§ **Required work**:
- a) From the passage about Marie, reproduce the text starting with "Three years later" and going on through "quite the opposite.".
- b) Answer these questions from the passage about Marie:
(i) At which hospital did Marie minister with the Pastoral Care Team?
(ii) How is Marie's natural temperament described?
(iii) Which Good Samaritan Sister assisted Marie and Mary in recent times?
- c) Carry the passage about Marie and Mary further, beginning after its final sentence.

Twelve months ago, Catherine asked Marie about her memory of this event and to her delight Marie responded with a laugh, “yes I always remember, you were going to be so good and then you weren’t there!”
Many people share similar memories and sentiments of Marie. Marie was a devoted teacher, often visiting and helping the families of her students. However, with the call of Vatican II to ‘read the sign of the times’ Marie’s ministry changed and she began ministering with the Pastoral Care Team at St Vincent’s Hospital before joining the St Augustine’s Community Centre in Balmain.
Three years later Good Samaritan Sister Mary Constable joined the Balmain community and they formed a one-of-a-kind partnership. Marie was naturally introverted and Mary quite the opposite.
“Marie would have been happy doing a bit of cooking, offering hospitality, quiet one on one conversations,” says Margaret Ann. “Being with Mary, she found new ways to enjoy herself that wouldn’t have come naturally – so that was good.”
Marie and Mary became a well known duo, so much so that it is sometimes difficult to speak about Marie and Mary separately. Good Samaritan Sister Veronica Quinn, who assisted Marie and Mary in recent times, says the two sisters were inseparable. “They were always together,” says Veronica with a smile. “They would always be sitting in their living room together.”

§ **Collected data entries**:
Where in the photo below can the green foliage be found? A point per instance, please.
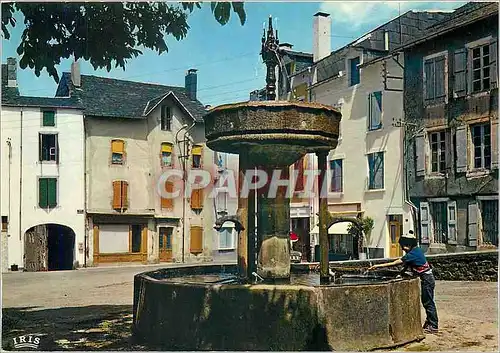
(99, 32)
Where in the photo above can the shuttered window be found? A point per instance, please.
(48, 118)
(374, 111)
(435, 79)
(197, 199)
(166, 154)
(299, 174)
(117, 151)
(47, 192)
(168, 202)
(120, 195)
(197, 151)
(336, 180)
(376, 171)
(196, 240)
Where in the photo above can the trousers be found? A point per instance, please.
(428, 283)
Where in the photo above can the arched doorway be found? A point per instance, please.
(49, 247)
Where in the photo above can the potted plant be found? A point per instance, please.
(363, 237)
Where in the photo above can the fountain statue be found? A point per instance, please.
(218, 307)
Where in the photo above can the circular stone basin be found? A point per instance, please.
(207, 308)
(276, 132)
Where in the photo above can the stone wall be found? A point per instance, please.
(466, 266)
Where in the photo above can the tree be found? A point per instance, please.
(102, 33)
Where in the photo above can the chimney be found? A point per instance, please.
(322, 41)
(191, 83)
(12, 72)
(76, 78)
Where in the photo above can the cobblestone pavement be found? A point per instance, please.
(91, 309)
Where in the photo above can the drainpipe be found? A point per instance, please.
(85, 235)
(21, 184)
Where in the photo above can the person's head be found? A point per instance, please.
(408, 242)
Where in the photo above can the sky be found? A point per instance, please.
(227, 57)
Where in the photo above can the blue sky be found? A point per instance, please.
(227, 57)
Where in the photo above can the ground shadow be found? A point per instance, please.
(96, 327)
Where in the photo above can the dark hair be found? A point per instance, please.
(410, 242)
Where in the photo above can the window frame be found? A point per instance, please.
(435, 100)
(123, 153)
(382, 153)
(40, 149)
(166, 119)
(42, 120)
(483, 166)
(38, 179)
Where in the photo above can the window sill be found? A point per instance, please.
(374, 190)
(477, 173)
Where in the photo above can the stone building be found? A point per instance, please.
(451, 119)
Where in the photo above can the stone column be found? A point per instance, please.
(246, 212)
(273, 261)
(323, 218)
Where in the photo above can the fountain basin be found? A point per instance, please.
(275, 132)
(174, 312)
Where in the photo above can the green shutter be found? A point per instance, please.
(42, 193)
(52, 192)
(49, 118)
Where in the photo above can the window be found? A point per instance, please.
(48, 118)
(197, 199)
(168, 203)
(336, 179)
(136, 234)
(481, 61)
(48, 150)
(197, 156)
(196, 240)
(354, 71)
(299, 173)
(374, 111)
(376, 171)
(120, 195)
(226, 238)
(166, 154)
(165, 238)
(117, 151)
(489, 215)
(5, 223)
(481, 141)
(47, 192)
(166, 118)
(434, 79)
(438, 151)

...

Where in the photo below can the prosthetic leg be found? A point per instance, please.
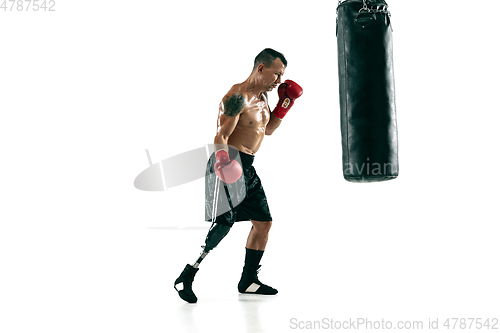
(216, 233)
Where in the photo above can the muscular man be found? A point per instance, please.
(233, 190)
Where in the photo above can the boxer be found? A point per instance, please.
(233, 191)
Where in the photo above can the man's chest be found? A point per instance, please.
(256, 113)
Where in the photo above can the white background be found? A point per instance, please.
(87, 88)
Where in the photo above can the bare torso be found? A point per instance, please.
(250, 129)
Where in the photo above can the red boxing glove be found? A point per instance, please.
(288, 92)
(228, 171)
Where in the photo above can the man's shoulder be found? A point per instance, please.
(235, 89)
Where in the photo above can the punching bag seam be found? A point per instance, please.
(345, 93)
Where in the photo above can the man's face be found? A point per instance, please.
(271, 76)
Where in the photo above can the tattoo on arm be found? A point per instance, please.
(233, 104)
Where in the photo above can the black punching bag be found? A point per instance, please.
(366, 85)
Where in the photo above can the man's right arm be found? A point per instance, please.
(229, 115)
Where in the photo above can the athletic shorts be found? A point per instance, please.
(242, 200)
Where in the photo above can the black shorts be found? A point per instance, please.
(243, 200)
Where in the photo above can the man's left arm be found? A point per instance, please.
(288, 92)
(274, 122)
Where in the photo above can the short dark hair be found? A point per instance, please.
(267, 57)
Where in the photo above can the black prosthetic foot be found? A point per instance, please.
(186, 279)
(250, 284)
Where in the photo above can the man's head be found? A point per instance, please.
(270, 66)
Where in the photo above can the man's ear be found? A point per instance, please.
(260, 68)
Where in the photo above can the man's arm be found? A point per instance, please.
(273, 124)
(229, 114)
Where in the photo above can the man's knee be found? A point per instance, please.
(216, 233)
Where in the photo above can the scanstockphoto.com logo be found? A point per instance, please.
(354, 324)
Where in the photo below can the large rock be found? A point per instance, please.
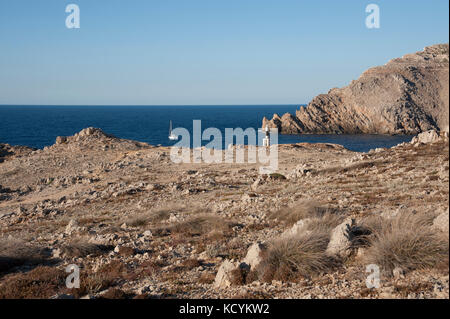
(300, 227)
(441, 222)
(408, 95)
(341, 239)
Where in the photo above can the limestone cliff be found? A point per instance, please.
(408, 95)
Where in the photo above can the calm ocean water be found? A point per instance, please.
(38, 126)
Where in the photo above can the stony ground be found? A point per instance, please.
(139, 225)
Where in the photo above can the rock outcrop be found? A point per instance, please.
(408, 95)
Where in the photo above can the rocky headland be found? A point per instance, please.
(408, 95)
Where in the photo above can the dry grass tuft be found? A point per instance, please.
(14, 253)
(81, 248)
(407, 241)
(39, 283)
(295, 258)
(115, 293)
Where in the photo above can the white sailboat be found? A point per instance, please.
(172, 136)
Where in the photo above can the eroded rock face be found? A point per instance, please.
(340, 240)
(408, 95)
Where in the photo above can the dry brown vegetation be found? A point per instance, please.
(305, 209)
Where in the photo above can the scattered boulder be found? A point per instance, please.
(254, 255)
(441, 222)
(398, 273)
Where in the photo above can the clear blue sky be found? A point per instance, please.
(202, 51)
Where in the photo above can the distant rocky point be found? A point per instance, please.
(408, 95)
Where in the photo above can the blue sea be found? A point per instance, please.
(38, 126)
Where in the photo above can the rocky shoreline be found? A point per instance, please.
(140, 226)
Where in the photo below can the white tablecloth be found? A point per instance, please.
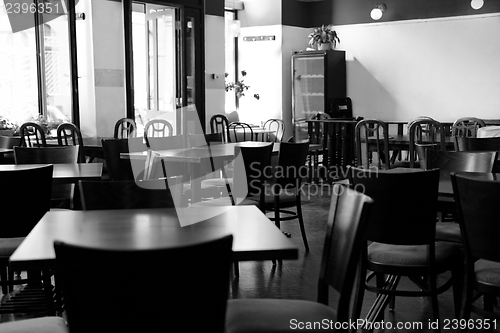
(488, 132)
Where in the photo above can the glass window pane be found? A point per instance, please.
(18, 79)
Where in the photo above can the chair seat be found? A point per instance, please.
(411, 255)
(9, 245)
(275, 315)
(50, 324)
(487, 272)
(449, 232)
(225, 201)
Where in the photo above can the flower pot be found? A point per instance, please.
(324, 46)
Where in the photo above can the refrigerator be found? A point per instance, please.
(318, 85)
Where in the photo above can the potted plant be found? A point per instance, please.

§ **Responses to the tasks**:
- a)
Three years later Good Samaritan Sister Mary Constable joined the Balmain community and they formed a one-of-a-kind partnership. Marie was naturally introverted and Mary quite the opposite.

- b)
(i) St Vincent's Hospital
(ii) Naturally introverted
(iii) Veronica Quinn

- c)
For over nearly 30 years, Marie and Mary lived in a small public housing unit in Balmain. Here they ministered in ‘being neighbour’ to struggling families, the needy, the sick and the disadvantaged. They had an open door policy where visitors were welcome to visit day or night. They assisted struggling families with budgeting and managing their living needs, organised excursions for elderly neighbours and simply sat down for a cup of tea and listened to who ever came to their table.
“At the beginning their garage was ‘chocka’s’ filled with clothes and household necessities they had collected and then they would give it out to all of the people in the street,” says Veronica.
Word spread of their local charitable efforts and social support and soon locals started to offer their assistance. Marie and Mary would have tea with doctors, lawyers, businesses – people from all walks of life who were able and willing to help.
Veronica recalls the efforts of one local business that delivered apples regularly to the pair. “People would drop off things like the apples so Marie and Mary would stand out the front of their house and yell out ‘Apples! Apples!” she laughs. “Anyone who needed apples would come and collect some.”
Marie was known far and wide for her wonderful cooking skills and she regularly cooked meals for anyone that was hungry. Slices and cakes were laid out for those who came for tea and soon word spread. So much so that in 2006 both Marie and Mary were recognised for their baking efforts in a Sydney Morning Herald article titled ‘Brides of Slice’ – the article making particular mention to Marie’s coconut ice and lemon shortbread.
Marie’s baking efforts were shared with the Good Samaritan communities as she baked biscuits for congregational meetings and the much loved fruit cake for each Jubilee celebration.
Beyond the praise of cooking, Marie was also acknowledged and honoured for her commitment to others by the broader community. She received the 2004 Seniors Achievement Award from the New South Wales Department of Housing; a ‘Pride of Australia Medal’ in 2014; and was added to the International Women’s Day Honour Roll by Leichardt Council in 2016. Marie’s most recent
accolade came after her death on July 28, where she and Mary received the Archdiocesan Dempsey Award for service to the community.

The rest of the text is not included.